* **Try it**
Copy out each line below that has the word "inflorescence" in it.

* **Data for this exercise**

────────

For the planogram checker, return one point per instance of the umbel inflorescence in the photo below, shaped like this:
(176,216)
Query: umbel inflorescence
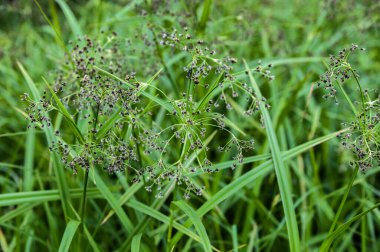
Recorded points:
(363,136)
(125,124)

────────

* **Solution for this task**
For the planogram checker, return one point per instance of the umbel inflorescence in the photo below, shaped like this:
Query: umbel inflorescence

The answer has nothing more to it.